■ Work instructions ■
Recast every line of the data below as a JSON list of strings, with one string per line and no blank lines.

■ Pointing entries for labeled objects ■
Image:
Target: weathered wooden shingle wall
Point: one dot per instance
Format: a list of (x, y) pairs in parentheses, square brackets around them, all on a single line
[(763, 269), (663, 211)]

■ Final result ■
[
  "Image:",
  "Target: weathered wooden shingle wall",
  "Point: one dot per instance",
  "Format: a list of (x, y) pairs in parentheses, square brackets around them, all on a single line",
  "[(763, 269), (663, 211)]"
]